Resume the interview with Rosa Park on art and beauty, given below, by writing what follows its last line.

Extract:
--- START ---

Travel feels like the final layer. There are elements from each formative trip that have made their way into our home, lifestyle, and the gallery. These build upon the foundation I've inherited from family and culture. I often wonder how much of this will be passed on to my son, Turner.
“Lately, I find myself fixated on BEAUTY being tethered to a certain effortlessness – when things fall into place with ease, whether that’s weekend plans or scheduling a transatlantic call with an artist, and when serendipitous encounters and opportunities arise.”
What makes something or someone beautiful to you?
I find age more beguiling than youth, so I'm attracted to objects, furnishings, and art with patina, or at least, the suggestion of it. The same holds true for people; I cherish friends whose perspectives come from lives longer and richer than mine, and old souls with a depth that belies their biological age.
When did you first realize you had a specific perspective on what art should do?
I can't pinpoint an exact moment. I think it came in waves – first an inkling, then a thought, and eventually a conviction: art should move, art should stir. It should elicit a visceral response.
How did you develop your eye for art?
Exposure and voracious consumption. Countless trips visiting museums, galleries, private collections, estates, and artist studios on my doorstep and around the world. Reading artist memoirs, biographies, and monographs. Over time, I learned to trust my instincts – to distinguish between what merely impresses and what truly resonates. The education continues.
Rosa Park at Francis Gallery. Photography by Amanda Musacchia. Courtesy of HURS.
Rosa Park looking at works by British painter Will Calver at Francis Gallery. Photography by Amanda Musacchia. Courtesy of HURS.
Do you think the art world is genuinely opening up?
More than before, but it still has a long way to go. The changes so far feel more performative than structural. The question isn't just about opening doors, but about who decides what's valuable and why.
Is there an artist or movement that fundamentally changed how you look at things?
Three stand out.

--- END ---

Exercise data:
--- START ---

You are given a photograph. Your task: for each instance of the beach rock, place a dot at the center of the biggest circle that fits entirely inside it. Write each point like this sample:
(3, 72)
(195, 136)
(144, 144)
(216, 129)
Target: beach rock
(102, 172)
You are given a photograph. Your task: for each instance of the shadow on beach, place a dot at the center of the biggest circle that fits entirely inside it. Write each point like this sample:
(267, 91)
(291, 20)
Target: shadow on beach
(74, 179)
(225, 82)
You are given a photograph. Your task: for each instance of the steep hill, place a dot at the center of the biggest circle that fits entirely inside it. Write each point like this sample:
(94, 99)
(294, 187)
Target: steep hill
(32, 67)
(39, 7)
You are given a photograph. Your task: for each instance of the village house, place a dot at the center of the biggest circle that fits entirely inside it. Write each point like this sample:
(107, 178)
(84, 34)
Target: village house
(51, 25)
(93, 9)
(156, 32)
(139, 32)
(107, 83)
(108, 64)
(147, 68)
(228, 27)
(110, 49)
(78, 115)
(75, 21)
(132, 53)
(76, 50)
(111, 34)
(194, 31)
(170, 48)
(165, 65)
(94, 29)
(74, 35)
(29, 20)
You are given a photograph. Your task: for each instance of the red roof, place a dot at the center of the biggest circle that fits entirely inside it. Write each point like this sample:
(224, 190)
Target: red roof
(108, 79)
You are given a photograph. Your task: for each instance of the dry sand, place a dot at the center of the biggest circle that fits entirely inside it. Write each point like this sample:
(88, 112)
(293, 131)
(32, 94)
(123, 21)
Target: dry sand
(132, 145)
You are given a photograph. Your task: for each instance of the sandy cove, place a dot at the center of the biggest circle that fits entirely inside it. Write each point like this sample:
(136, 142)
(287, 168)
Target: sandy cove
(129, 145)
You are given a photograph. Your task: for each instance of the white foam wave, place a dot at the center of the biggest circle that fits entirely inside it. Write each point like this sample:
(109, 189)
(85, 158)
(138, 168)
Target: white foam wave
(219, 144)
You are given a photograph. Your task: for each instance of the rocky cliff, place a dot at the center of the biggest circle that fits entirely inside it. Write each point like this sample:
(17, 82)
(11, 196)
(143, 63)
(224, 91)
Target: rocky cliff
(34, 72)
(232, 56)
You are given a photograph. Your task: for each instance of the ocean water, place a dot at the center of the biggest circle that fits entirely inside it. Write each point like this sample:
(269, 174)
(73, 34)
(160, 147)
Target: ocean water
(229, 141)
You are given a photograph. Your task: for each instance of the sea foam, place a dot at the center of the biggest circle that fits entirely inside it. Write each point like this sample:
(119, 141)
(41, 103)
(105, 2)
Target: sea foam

--- END ---

Answer for the task:
The first is Agnes Martin. When I read her words, "the value of art is in the observer. When you find out what you like, you're really finding out about yourself," it was a paradigm shift for me at 18. Until that moment, I thought the meaning of a work—especially an abstract one—should be derived from artist intent, and yet those 21 words set me free from that misconception. It's become a north star for me: that the work reflects back to the viewer who they are, and becomes a vehicle for emotional clarity.
Second is the Dansaekhwa movement, which shaped how I engage with artists. These painters alchemized the political unrest of post-war Korea into resilient, transcendent paintings that emphasize process over outcome—treating artmaking itself as meditation and reconciliation. They taught me to value process above all; that the act of making holds as much weight as the finished work.
Third is J.M.W. Turner. He taught me to love English skies—their drama, their constant transformation. It's what I miss most about England now that I live in LA, where the sky is an unblemished blue nearly every day. We even named our son after him.
What’s your frame of reference when it comes to deciding what you show at the gallery?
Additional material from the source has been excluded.